_DATASET ENTRIES_.
- - - - - - -

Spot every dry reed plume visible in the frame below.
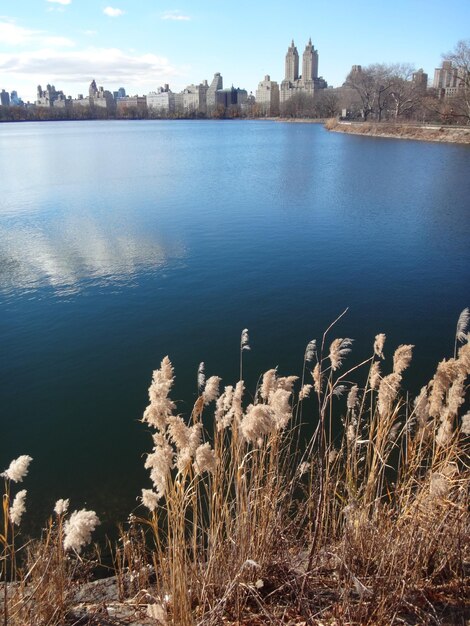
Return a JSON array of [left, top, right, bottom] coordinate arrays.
[[1, 309, 470, 626]]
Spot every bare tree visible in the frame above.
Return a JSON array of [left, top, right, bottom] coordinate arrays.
[[346, 63, 395, 122], [313, 89, 339, 117], [442, 39, 470, 124], [390, 63, 426, 119]]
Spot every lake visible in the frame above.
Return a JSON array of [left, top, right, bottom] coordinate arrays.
[[0, 121, 470, 523]]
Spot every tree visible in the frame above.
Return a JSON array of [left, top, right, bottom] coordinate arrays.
[[442, 39, 470, 124], [281, 91, 315, 117], [390, 63, 427, 119], [314, 89, 339, 118]]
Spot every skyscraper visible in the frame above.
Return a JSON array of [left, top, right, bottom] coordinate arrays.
[[280, 39, 327, 104], [285, 40, 299, 83]]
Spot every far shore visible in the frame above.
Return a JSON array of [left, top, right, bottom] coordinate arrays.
[[322, 119, 470, 144]]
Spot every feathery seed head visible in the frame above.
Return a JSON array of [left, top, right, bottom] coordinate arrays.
[[142, 489, 160, 511], [429, 472, 449, 498], [312, 363, 322, 393], [0, 454, 33, 483], [346, 385, 358, 411], [304, 339, 317, 363], [10, 489, 27, 526], [194, 442, 217, 474], [145, 437, 174, 497], [455, 307, 470, 343], [64, 509, 100, 553], [328, 338, 353, 372], [377, 372, 401, 417], [197, 362, 206, 393], [369, 361, 380, 389], [299, 385, 313, 400], [142, 356, 176, 430], [460, 411, 470, 435], [202, 376, 222, 405], [54, 498, 70, 515], [374, 333, 386, 359], [167, 415, 191, 450], [260, 368, 277, 401], [393, 345, 414, 374], [277, 376, 299, 392], [269, 388, 292, 430], [333, 385, 348, 398], [240, 404, 274, 442]]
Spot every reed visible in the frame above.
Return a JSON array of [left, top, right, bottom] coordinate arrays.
[[2, 309, 470, 626]]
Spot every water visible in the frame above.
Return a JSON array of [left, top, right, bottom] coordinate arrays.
[[0, 121, 470, 522]]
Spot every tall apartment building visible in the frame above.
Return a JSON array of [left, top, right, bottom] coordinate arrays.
[[0, 89, 10, 107], [206, 72, 224, 110], [147, 84, 175, 115], [183, 77, 207, 113], [280, 39, 327, 104], [256, 75, 279, 115]]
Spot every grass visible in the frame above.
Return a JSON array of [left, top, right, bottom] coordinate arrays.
[[0, 310, 470, 626]]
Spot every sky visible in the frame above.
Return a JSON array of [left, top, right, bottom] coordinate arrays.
[[0, 0, 470, 102]]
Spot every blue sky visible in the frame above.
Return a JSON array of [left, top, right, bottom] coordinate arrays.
[[0, 0, 470, 100]]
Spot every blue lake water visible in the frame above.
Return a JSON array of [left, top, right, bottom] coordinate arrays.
[[0, 121, 470, 521]]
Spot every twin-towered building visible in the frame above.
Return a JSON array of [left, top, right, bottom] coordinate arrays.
[[147, 39, 327, 115], [280, 39, 328, 104], [256, 39, 327, 115], [22, 39, 327, 116]]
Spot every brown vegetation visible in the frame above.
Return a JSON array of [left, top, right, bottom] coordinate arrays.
[[0, 309, 470, 626], [325, 119, 470, 144]]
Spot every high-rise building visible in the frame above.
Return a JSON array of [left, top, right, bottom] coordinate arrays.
[[411, 68, 428, 92], [0, 89, 10, 107], [206, 72, 224, 110], [285, 40, 299, 83], [302, 38, 318, 83], [147, 84, 175, 115], [280, 39, 328, 104], [433, 61, 468, 98], [256, 75, 279, 115]]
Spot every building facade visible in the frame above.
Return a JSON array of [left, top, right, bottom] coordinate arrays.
[[256, 74, 279, 115], [280, 39, 327, 104], [0, 89, 10, 107], [432, 61, 468, 98], [147, 84, 175, 115]]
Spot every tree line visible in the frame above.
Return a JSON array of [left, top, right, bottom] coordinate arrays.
[[0, 39, 470, 124]]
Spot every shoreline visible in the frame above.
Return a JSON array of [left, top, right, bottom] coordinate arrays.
[[325, 120, 470, 145]]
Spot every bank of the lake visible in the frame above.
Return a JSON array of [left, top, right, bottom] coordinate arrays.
[[325, 119, 470, 144]]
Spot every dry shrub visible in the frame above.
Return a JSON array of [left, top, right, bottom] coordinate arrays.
[[1, 310, 470, 626]]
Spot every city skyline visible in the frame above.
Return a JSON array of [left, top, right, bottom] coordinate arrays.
[[0, 0, 470, 101]]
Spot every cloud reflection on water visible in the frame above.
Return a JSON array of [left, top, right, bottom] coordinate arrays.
[[0, 215, 185, 296]]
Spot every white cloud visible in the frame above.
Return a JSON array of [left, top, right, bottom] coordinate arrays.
[[161, 11, 191, 22], [0, 47, 182, 92], [0, 18, 74, 48], [103, 7, 124, 17]]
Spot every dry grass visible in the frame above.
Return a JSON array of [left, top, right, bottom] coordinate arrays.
[[325, 119, 470, 144], [2, 314, 470, 626]]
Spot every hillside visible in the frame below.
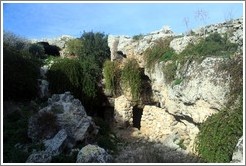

- - - - - - -

_AIM OF THE TASK_.
Copy out all of the data above word for word, leaving out the pictures.

_FINISHED ANSWER_.
Spot every dry reed plume visible in the frame below.
Return a JSON array of [left, top, right, bottom] coordinate arrays.
[[1, 309, 470, 626]]
Spot every bare tree visible in the frame above.
Return a JSON array of [left, top, right, bottom] coordinate arrays.
[[346, 63, 395, 122], [313, 89, 339, 117], [442, 39, 470, 124], [390, 63, 426, 119]]
Spot every lake visible in the frame above.
Return a JSON array of [left, top, right, bottom] coordinate arrays.
[[0, 121, 470, 523]]
Spot every tree visible in the frame above.
Return a JSON array of [left, top, right, bottom] coordinate arrays.
[[442, 39, 470, 124], [281, 91, 315, 117], [390, 63, 427, 119], [314, 89, 339, 118]]
Spot every skyscraper visible in the frame above.
Return a JSON array of [left, top, right, bottom] coordinate arrays.
[[280, 39, 327, 104], [285, 40, 299, 83]]
Spot every far shore visible in the frame above.
Return a JSON array of [left, top, right, bottom] coordinate arrays.
[[322, 119, 470, 144]]
Spot every feathery seed head visible in the frame above.
Return a JSON array of [left, top, right, bottom] coordinate arrays.
[[142, 489, 160, 511], [429, 472, 449, 498], [312, 363, 322, 393], [0, 454, 33, 483], [346, 385, 358, 411], [304, 339, 317, 363], [10, 489, 27, 526], [194, 442, 217, 474], [145, 437, 174, 497], [455, 307, 470, 343], [64, 509, 100, 553], [328, 338, 353, 372], [377, 372, 401, 417], [197, 362, 206, 393], [369, 361, 380, 389], [299, 385, 313, 400], [142, 356, 176, 430], [460, 411, 470, 435], [202, 376, 222, 405], [54, 498, 70, 515], [374, 333, 386, 359], [167, 415, 191, 450], [260, 368, 277, 401], [393, 345, 414, 374], [277, 376, 299, 392], [269, 388, 292, 430], [333, 385, 348, 398], [240, 404, 274, 442]]
Spot every reed visible in the frame above.
Return a JSON array of [left, top, right, bottom] coordinate arrays.
[[2, 309, 470, 626]]
Spot every water visible in the frame above.
Return a JSON array of [left, top, right, bottom] coordinate arrays.
[[0, 121, 470, 522]]
Spot every tall apartment building visible in the frame above.
Return a JSON array of [left, top, right, bottom] coordinate arrays.
[[0, 89, 10, 107], [206, 72, 224, 110], [147, 84, 175, 115], [183, 77, 207, 113], [280, 39, 327, 104], [256, 75, 279, 115]]
Spot every grass visible in the frame above.
Return a JSON array of [left, top, right, bottom] coordinate arrays.
[[0, 310, 470, 626]]
Spot every sky visible in the frame above.
Return a JSON array of [left, top, right, bottom] coordinate arrays.
[[0, 0, 470, 102]]
Spot every blue sky visible in the frame above.
Return a JSON array of [left, top, right, bottom] coordinate arrays.
[[0, 0, 470, 100]]
Spot every blue lake water visible in the frame above.
Return a JSON array of [left, top, right, bottom] coordinate arrays.
[[0, 121, 470, 521]]
Spot every twin-towered building visible in the frame above.
Return a JSON array of [left, top, right, bottom] coordinate arrays.
[[147, 39, 327, 115], [280, 39, 328, 104], [256, 39, 327, 115], [22, 39, 327, 116]]
Spot every brown vegetation visible in the frame above.
Return a JSON array of [left, top, right, bottom] coordinate arrays.
[[0, 309, 470, 626], [325, 119, 470, 144]]
Spot every high-rise building visible in the frame above.
Return a JSON array of [left, top, right, bottom] coordinate arrays.
[[411, 68, 428, 92], [0, 89, 10, 107], [206, 72, 224, 110], [285, 40, 299, 83], [302, 38, 318, 83], [147, 84, 175, 115], [280, 39, 328, 104], [433, 61, 468, 98], [256, 75, 279, 115]]
Spot every building facade visible in the frame above.
Return a JSON array of [left, top, right, bottom] coordinate arrays.
[[256, 74, 279, 115], [280, 39, 327, 104], [0, 89, 10, 107], [432, 61, 468, 98], [147, 84, 175, 115]]
Spot every tree line visible in the frame above.
Return a JSON array of [left, top, right, bottom] coordinate arrays.
[[0, 39, 470, 124]]
Spot every shoreline visible in the frame above.
Return a JSON array of [left, top, right, bottom] coordinate arrays.
[[325, 120, 470, 145]]
Spot every bank of the lake visible in the frame above.
Return a JSON array of [left, top, right, bottom] coordinate arrays.
[[325, 119, 470, 144]]
Spot every dry shrub visible in the frame above.
Return a JSON array of [left, top, right, bottom] coordinate arrays.
[[1, 310, 470, 626]]
Spot every city skyline visible in the frame above.
Return a JSON array of [left, top, right, bottom] coordinate arrays.
[[0, 0, 470, 101]]
Spot every cloud reflection on water visible in the frame above.
Return a JSON array of [left, top, right, bottom] coordinate arrays.
[[0, 215, 185, 296]]
Spot every white cloud visible in the frame above.
Return a JSON array of [left, top, right, bottom] coordinate arrays.
[[161, 11, 191, 22], [0, 47, 182, 92], [0, 18, 74, 48], [103, 7, 124, 17]]
Spot every dry grass visible in the frame above.
Return a JSON array of [left, top, right, bottom] coordinate arrays.
[[325, 119, 470, 144], [2, 314, 470, 626]]
Spot every hillside visible in the frame below.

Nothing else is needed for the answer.